### [Goal]
Please lay out the entries below as a Markdown table with the columns Row and Line, giving each non-blank line its own numbered row. Leave the pictures out of your table.
================================
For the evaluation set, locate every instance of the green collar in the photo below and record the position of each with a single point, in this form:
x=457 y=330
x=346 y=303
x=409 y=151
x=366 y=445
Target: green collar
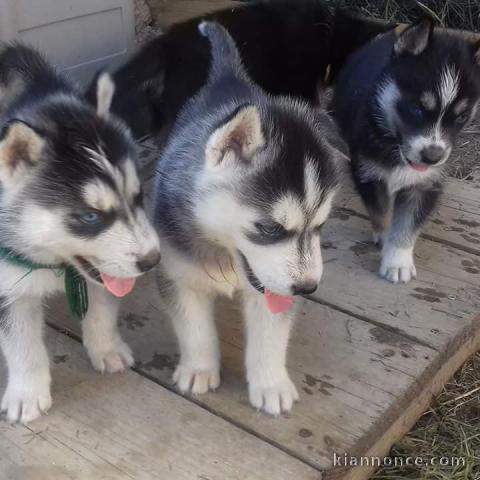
================================
### [Solved problem]
| Row | Line |
|---|---|
| 1 | For the evaluation set, locate every instance of the green collar in the photo below and record the position of each with a single point, in this form: |
| 2 | x=457 y=330 |
| 3 | x=346 y=303 |
| 4 | x=409 y=151 |
| 5 | x=366 y=445 |
| 6 | Target: green collar |